DOCUMENT:
When you lose a close dramatic game like the Jaguars did Sunday night to New England 24-20, everything is going to be scrutinized. Doug Marrone knows this, already.
However, a fair amount of scrutiny and debate is correctly being given to the end of the first half Sunday night in Foxboro.
To set the scene, after trailing 14-3, Tom Brady and the Pats finally did damage to the Jaguars defense and with the aid of two correct penalty calls on the Jacksonville defense, got their first TD on a James White run to make it 14-10.
Kicker Stephen Gostkowski kicked off out of the end zone and it was the Jags ball at their own 25 yard line.
With 55 seconds remaining in the first half and two timeouts to utilize, the Jacksonville Jaguars now, had a choice to make.
Their head coach, who had gone with a “full throttle”offensive mindset for the win the previous week in Pittsburgh, decided to have QB Blake Bortles, who had the Patriots on their heels in the second quarter, kneel on the ball and head to the locker room (photo above) with that 14 to 10 lead.
Now, with the understanding that each team was going to have the ball five or six or more times, at least, in the second half and that would decide the game, that decision at the end of the first half is worth debating.
Despite having completely outplayed the Patriots offensively in the first half, did Marrone send a signal to his team?
The signal? Unlike last week, when we kept stomping on the gas on the road even after having scored a bunch of points, we are not going to take risks to beat ourselves, today.
Instead, the Jaguars coached and played a lot of the second half, like a team relying on their tremendous defense alone to try and win the game for them.
Yes, ultimately Tom Brady did solve the Jaguars D by getting New England in the end zone not once, but twice, after trailing by 10 in the 4th quarter. As we wrote last night, Brady’s heroics were not unexpected.

EXERCISE DATA:
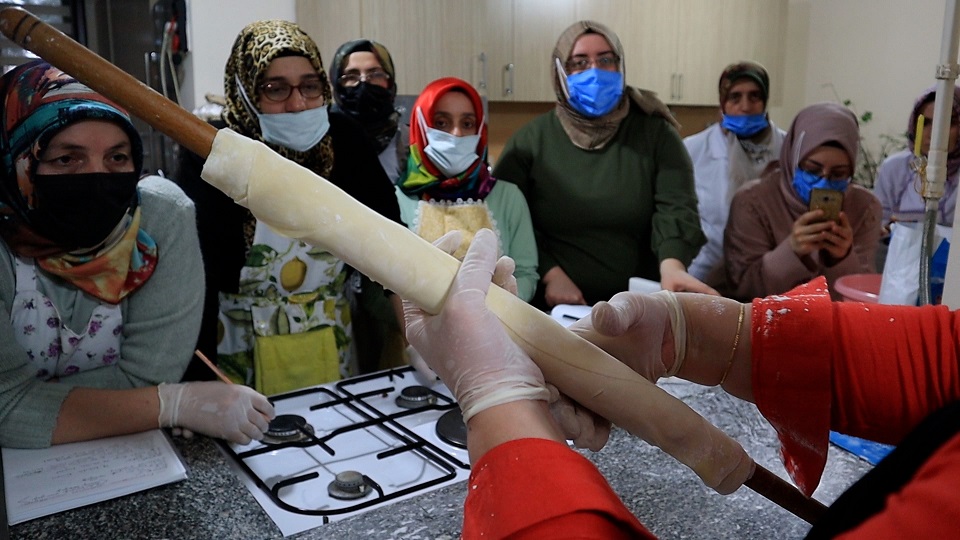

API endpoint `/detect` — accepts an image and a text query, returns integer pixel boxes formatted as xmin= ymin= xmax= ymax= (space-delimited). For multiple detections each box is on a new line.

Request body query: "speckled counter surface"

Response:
xmin=11 ymin=380 xmax=870 ymax=540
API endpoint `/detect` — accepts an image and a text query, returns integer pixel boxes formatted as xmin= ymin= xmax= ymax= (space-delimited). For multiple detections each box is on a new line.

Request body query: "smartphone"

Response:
xmin=810 ymin=188 xmax=843 ymax=222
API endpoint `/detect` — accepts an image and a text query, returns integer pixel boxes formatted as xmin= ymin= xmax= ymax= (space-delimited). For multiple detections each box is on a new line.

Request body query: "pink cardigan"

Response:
xmin=723 ymin=167 xmax=882 ymax=300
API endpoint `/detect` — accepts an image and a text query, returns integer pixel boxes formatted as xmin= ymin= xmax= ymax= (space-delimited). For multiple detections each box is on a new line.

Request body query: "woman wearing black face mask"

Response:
xmin=0 ymin=60 xmax=273 ymax=448
xmin=330 ymin=39 xmax=410 ymax=184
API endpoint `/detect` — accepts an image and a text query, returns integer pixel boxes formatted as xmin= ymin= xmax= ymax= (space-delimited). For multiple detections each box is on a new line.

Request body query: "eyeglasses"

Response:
xmin=338 ymin=70 xmax=390 ymax=86
xmin=564 ymin=53 xmax=620 ymax=73
xmin=800 ymin=160 xmax=853 ymax=182
xmin=260 ymin=78 xmax=324 ymax=103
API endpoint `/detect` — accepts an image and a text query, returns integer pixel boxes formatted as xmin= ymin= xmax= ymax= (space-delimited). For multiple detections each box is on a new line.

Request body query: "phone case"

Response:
xmin=810 ymin=189 xmax=843 ymax=221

WRITTEN TASKS:
**1)** Output the records verbatim, everything from their start down to and including the line containing "xmin=11 ymin=380 xmax=870 ymax=540", but leave out the pictures.
**2)** Write the next part of the article about the Jaguars' 24-20 loss to New England, picking up after its final sentence.

OUTPUTS IN ORDER:
**1)**
API endpoint `/detect` — accepts an image and a text query, returns integer pixel boxes formatted as xmin= ymin= xmax= ymax= (space-delimited). For multiple detections each box is on a new line.

Request body query: "speckled counter surface"

Response:
xmin=11 ymin=380 xmax=870 ymax=540

**2)**
Again, when you come up short you, as the Jags did, you can scrutinize any significant part of your loss.
Immediately after the game, Marrone was asked about having regrets about the decision to “play it safe” up 14-10 or was he looking to the second half and getting the ball first?
“I think it was more the second half kickoff. They had come down (Patriots scoring quickly). We had to make some adjustments at halftime… we just wanted to go in there knowing we’d get the ball back.”
In fairness, they did take the second half kickoff, picked up two first downs, and Josh Lambo kicked a 54 yard field goal, anyway for a 17-10 lead before Brady and Co. ever saw the field.
Still, the argument is: you needed aggressiveness and touchdowns, especially against a great team like New England at their house.
Clearly, Marrone and offensive coordinator Nathaniel Hackett and really everyone in the Jaguars building, will shake their head for a while that beginning with the kneel downs at the end of the first half, the Jaguars were not as aggressive, as they could have been from then on.
Yes, there was an attempt at a flea flicker pass later in the third quarter that the Pats were ready for and it only ended up being a short Bortles completion.
However, overall the risks/play calling toned down late in the first half and continued throughout the second half, including the Jaguars last four possessions of three punts and losing the ball on downs at the end.
In the end, after a tremendous turnaround in the regular season and two playoff wins, you cannot be too cruel about losing to arguably the greatest QB and head coach ever in Brady and Bill Belichick.
But ask yourselves this: same scenario reversed, Pats up 14-10, giving up a late score at the end of the half, knowing they get the ball to start the second half, does Belichick have Brady kneel?
We don’t think so, either.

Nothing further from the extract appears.